§ **Records provided**
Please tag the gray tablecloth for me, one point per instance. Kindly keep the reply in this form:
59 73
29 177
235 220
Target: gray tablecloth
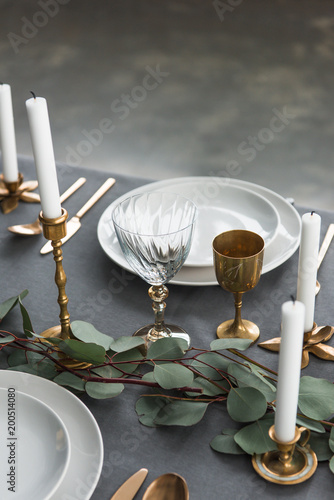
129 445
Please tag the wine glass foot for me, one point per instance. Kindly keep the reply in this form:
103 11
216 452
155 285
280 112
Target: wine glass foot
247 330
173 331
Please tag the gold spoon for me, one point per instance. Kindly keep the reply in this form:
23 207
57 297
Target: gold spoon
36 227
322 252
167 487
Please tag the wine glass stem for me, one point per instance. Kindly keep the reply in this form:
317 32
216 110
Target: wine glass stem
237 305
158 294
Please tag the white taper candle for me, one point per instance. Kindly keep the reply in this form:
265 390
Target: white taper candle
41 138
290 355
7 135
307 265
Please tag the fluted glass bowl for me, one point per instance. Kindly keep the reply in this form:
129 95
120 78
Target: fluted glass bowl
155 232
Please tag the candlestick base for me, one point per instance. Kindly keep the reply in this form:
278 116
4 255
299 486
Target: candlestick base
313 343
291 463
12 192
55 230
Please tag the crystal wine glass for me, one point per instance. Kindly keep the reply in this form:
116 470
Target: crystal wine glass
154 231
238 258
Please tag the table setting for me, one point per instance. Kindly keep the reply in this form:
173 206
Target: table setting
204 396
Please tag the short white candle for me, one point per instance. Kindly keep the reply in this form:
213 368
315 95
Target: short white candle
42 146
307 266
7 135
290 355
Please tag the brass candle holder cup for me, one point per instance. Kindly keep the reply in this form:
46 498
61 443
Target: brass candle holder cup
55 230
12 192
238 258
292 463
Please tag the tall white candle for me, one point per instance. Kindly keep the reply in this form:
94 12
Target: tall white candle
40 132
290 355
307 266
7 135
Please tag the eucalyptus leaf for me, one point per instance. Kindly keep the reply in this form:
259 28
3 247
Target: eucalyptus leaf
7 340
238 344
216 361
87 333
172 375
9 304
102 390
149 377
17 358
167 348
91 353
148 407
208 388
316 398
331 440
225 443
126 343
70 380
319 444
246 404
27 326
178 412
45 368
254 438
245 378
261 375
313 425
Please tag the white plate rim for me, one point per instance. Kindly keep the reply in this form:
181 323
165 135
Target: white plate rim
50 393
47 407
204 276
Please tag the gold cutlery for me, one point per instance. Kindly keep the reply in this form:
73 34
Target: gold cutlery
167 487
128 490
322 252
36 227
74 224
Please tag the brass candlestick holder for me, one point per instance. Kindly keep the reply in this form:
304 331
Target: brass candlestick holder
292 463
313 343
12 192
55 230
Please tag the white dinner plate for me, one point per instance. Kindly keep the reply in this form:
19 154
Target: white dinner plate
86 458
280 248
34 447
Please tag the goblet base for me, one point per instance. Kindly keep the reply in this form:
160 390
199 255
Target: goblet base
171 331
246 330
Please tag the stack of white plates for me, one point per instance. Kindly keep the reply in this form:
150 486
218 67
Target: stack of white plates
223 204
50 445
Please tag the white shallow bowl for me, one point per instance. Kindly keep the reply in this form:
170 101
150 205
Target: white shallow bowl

§ **Exercise prompt**
For every line of the entries holding the string "shallow", add one to a tally; give the final figure only.

§ **Worked solution**
2